**Activity list**
**1)** In the passage about a loved one's cancer below, list every action the writer says they can't do for the person they love.
**2)** Quote the passage about a loved one's cancer below, everything from "It feels so" down to "we were before.".

**Text passage**
________________________

Our bodies are magnificent. Breathing, beating, overcoming infections and illness, and recovering all the broken parts.
But our bodies are also fragile. They are susceptible. We can dutifully swallow every vitamin, run every uphill mile, cleanse every toxin. But our bodies, one way or another, become afflicted with something.
Sometimes, this something is easily overcome.
Sometimes, this something threatens to take even the strongest of fighters to their knees.
How do we fight off an unfair creation resulting from our earnest attempt at survival?
How do we rationalize a life in motion, lit up with the most optimistic and heroic actions, and seemingly winning, only to be pierced by the shriek of a whistle screaming: the cancer is here. It’s been growing all this time. Stop and pay attention.
This is the unchartered point on the map I find myself now.
It feels so helpless, watching this person I love be derailed in violent, jerky motions as news of the cancer’s stages unfolds. Tough news one day, hopeful news the next, disappointing news the third, then cheerier news makes the rounds again.
I’m not sure what’s worse—when bad news happens to you, or when bad news happens to those you love, where your physical efforts are useless.
I can’t bring them honeyed medicine. I can’t pinch out the harmful cells. I can’t clean their house the way they like. I can’t send them money.
This cancer, aggressive and rare, is confusing and has dropped us off at uncomfortable, unfriendly, unknown crossroads.
The knock-the-wind-out-of-your-lungs kind of crossroads. The kind of crossroads I wish I could deny and high-knee it back down the road to where we were before.
Because, while I am writing this piece in an attempt to spark positive energy, with a focus on love and healing and all things courage and strength, my hands are trembling as I type. Folded in amongst my bright, hopeful truths are shadows of the fear I am trying to not breathe in too deeply.
There’s a human, small, tightened part of me that can only be named rage. Deep down there is a boiling fury at seeing my loved one standing at those crossroads alone, and I just want to ball my own fists for them and scream: f*ck you, cancer. F*ck. You.
But I know that fueling that fear won’t heal a thing.
So I am doing the only thing I know to do. I’m calling all my banners.

________________________

**Raw data**
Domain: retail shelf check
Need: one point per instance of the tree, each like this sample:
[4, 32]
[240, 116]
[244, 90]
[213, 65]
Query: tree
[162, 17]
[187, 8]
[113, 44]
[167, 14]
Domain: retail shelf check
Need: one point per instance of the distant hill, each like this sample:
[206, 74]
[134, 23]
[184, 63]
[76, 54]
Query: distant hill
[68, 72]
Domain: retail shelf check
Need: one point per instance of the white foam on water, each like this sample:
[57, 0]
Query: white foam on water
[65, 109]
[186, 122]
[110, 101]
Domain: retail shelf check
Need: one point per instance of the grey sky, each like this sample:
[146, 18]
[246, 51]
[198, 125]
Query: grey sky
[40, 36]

________________________

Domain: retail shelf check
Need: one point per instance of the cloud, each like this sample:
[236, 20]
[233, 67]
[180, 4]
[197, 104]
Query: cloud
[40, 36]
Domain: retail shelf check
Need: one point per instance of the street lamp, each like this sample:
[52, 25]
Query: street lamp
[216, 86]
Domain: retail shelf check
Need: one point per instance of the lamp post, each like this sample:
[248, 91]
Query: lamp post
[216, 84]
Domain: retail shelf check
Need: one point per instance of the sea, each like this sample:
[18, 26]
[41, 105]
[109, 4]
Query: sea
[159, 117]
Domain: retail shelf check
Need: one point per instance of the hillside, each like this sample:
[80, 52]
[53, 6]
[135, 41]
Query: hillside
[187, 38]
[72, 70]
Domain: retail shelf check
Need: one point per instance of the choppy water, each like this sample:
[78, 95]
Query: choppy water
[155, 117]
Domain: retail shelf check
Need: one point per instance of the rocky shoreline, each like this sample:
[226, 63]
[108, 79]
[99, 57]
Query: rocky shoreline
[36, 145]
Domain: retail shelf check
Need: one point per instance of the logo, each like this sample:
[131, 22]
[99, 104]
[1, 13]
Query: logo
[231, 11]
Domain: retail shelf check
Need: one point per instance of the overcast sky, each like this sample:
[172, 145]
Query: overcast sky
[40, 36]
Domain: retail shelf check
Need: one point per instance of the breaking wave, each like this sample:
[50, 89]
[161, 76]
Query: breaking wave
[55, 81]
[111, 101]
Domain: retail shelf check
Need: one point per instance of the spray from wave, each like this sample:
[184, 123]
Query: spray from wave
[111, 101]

________________________

**Exercise answers**
**1)**
- Bring them honeyed medicine
- Pinch out the harmful cells
- Clean their house the way they like
- Send them money

**2)**
It feels so helpless, watching this person I love be derailed in violent, jerky motions as news of the cancer’s stages unfolds. Tough news one day, hopeful news the next, disappointing news the third, then cheerier news makes the rounds again.
I’m not sure what’s worse—when bad news happens to you, or when bad news happens to those you love, where your physical efforts are useless.
I can’t bring them honeyed medicine. I can’t pinch out the harmful cells. I can’t clean their house the way they like. I can’t send them money.
This cancer, aggressive and rare, is confusing and has dropped us off at uncomfortable, unfriendly, unknown crossroads.
The knock-the-wind-out-of-your-lungs kind of crossroads. The kind of crossroads I wish I could deny and high-knee it back down the road to where we were before.